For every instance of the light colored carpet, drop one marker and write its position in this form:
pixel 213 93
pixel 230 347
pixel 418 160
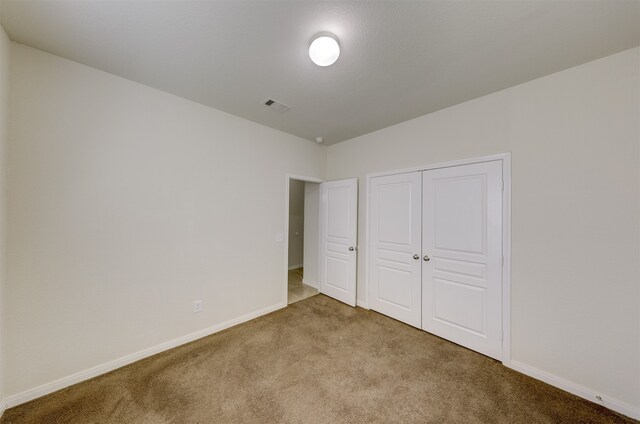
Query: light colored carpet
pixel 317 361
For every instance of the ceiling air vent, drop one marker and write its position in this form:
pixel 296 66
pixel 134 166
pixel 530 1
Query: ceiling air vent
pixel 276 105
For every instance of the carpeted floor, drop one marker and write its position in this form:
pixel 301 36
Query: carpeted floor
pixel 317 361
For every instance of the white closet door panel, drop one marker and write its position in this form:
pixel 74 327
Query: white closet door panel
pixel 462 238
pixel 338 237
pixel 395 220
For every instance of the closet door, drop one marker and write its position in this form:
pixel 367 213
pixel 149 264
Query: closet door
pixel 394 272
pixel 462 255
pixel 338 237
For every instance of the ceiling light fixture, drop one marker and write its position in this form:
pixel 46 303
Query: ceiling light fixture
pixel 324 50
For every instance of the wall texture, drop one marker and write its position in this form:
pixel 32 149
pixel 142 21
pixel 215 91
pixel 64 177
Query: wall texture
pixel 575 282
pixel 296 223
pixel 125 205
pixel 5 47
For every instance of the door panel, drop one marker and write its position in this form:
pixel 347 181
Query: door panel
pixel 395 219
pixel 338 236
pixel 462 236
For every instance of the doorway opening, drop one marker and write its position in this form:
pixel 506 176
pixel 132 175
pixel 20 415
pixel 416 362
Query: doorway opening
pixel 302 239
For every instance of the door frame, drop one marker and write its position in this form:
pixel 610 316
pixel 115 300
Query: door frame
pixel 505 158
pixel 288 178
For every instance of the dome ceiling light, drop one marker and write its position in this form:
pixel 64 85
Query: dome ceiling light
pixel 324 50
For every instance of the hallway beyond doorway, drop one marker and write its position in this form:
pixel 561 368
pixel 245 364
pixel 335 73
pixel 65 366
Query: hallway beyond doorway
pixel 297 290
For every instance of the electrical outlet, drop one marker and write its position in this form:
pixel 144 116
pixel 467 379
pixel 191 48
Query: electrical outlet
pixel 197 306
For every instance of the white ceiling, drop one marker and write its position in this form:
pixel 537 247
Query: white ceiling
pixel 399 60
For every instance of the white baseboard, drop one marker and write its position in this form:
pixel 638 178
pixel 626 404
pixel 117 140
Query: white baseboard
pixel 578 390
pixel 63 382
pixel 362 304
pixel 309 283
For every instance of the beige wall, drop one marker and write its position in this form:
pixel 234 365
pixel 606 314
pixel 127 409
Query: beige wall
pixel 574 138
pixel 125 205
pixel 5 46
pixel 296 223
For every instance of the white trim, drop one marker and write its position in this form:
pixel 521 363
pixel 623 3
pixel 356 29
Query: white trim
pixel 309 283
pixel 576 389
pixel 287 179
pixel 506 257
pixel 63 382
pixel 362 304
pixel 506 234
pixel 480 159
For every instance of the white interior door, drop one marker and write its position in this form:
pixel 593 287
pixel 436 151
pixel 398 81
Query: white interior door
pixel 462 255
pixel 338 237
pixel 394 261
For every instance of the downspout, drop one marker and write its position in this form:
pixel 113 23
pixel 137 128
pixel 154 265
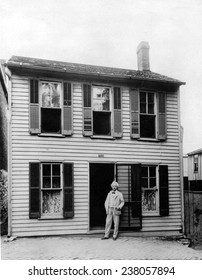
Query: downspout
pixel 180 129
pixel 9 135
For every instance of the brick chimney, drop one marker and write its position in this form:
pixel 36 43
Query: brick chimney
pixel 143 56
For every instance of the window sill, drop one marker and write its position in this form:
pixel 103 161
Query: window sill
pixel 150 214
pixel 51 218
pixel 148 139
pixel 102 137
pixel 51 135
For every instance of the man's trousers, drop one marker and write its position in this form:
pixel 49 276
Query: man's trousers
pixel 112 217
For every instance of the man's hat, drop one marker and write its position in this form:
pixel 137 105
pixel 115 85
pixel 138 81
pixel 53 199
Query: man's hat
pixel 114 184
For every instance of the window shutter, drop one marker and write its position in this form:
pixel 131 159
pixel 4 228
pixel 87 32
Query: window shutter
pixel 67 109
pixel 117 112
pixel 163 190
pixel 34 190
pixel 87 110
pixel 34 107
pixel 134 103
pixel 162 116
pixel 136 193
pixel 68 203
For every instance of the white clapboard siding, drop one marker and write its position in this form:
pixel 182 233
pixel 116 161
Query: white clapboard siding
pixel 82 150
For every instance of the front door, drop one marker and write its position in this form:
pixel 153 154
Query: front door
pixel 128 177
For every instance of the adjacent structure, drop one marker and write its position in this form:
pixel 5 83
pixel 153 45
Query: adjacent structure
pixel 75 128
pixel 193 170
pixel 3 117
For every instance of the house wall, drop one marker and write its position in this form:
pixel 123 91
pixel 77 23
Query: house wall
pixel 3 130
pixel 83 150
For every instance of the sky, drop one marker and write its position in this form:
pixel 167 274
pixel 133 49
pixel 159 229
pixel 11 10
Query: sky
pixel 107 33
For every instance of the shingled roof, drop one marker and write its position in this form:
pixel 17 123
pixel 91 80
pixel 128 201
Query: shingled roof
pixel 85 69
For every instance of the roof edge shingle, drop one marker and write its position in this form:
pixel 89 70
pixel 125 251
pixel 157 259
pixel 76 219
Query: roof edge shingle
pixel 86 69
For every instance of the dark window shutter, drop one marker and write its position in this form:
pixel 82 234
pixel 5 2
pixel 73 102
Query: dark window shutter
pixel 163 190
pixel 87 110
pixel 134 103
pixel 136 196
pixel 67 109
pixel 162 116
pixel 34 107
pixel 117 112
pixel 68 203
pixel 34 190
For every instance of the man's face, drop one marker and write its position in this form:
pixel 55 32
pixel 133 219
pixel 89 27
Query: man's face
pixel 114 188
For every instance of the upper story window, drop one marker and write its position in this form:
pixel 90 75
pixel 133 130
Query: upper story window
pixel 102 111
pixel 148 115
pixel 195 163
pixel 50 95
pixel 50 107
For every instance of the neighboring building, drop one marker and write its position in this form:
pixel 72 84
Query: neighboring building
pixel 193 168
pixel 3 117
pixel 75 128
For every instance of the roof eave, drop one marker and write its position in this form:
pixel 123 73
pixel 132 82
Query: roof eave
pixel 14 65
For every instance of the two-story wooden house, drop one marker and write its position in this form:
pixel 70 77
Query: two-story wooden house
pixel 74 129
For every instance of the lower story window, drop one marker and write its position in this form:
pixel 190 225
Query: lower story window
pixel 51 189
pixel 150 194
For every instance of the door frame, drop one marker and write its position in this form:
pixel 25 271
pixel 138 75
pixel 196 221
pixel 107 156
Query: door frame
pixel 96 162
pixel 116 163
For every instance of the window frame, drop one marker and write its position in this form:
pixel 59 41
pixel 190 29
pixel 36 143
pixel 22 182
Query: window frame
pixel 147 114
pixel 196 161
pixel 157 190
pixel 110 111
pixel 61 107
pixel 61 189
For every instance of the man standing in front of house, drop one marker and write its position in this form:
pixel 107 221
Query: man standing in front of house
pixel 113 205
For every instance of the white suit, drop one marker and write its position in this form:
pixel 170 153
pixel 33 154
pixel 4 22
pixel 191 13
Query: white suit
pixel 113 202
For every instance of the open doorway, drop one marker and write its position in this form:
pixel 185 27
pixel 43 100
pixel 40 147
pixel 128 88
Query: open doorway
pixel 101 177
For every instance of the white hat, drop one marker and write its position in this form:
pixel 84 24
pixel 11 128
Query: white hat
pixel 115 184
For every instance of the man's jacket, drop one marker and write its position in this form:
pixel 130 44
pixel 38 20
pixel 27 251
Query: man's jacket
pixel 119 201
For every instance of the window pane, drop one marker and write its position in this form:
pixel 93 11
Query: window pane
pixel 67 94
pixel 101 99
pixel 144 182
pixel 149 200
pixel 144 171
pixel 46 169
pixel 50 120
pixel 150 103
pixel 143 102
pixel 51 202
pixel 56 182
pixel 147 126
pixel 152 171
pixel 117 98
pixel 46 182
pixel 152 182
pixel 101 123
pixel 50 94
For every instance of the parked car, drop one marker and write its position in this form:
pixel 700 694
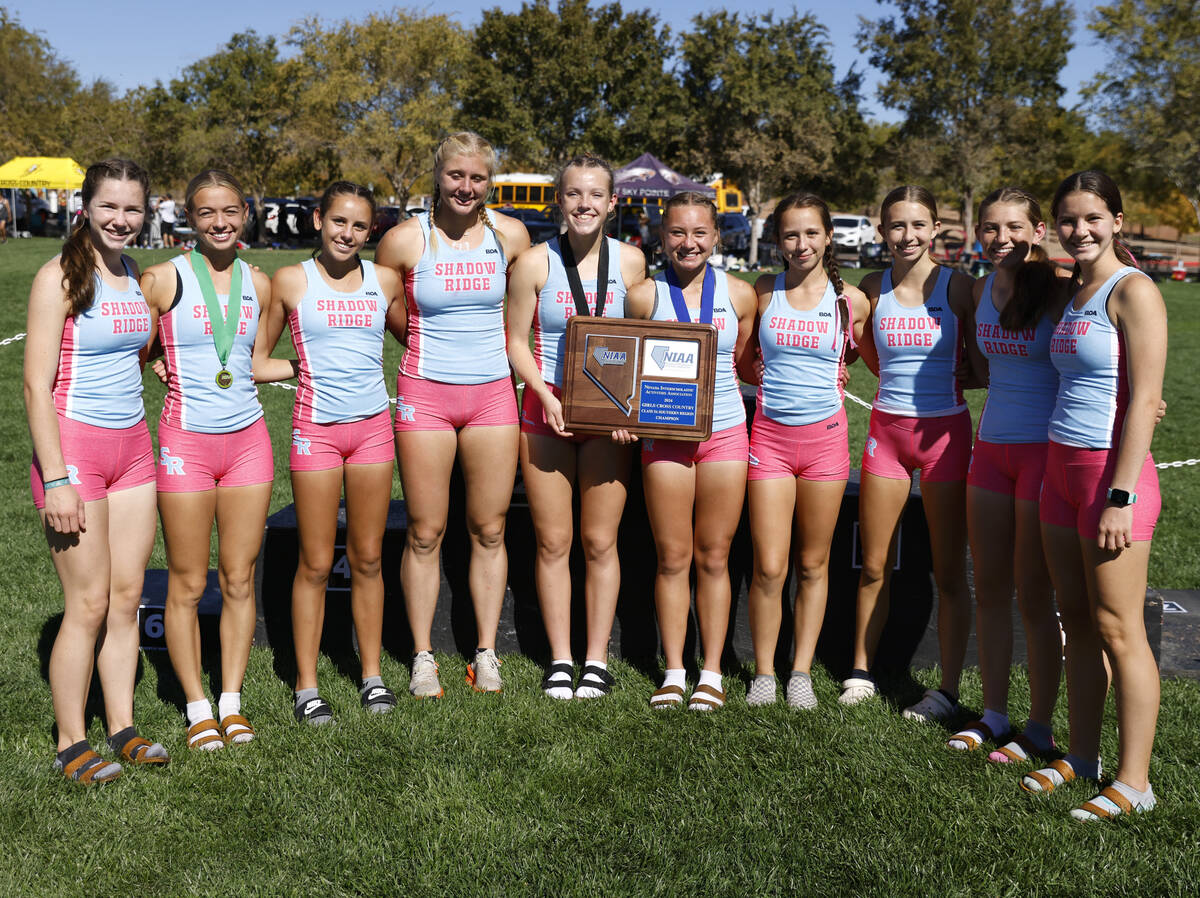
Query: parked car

··········

* [TASK BRIEF] Can the lines from the one with "For every instance of the open" to the end of the records above be quoted exactly, both ends included, with every picture omitted?

* [COMPLETE ANSWER]
For every instance of the open doorway, drop one marker and write its position in this form:
pixel 185 27
pixel 43 100
pixel 40 147
pixel 128 88
Query: open doorway
pixel 101 177
For every instance of the white hat, drop one marker and write its position in this form:
pixel 84 24
pixel 11 128
Query: white hat
pixel 115 184
For every instance of the man's jacket, drop one marker and write its position in this form:
pixel 130 44
pixel 38 20
pixel 27 251
Query: man's jacket
pixel 119 201
For every instance of the window pane, drop one marker and write its position in this form:
pixel 93 11
Query: window pane
pixel 67 94
pixel 101 99
pixel 144 182
pixel 149 200
pixel 144 171
pixel 46 169
pixel 50 120
pixel 150 103
pixel 143 102
pixel 51 202
pixel 56 182
pixel 147 126
pixel 152 171
pixel 117 98
pixel 46 182
pixel 152 182
pixel 101 123
pixel 50 94
For every instance of the parked car, drop one marker and write its position in this form:
pixel 700 694
Query: parked car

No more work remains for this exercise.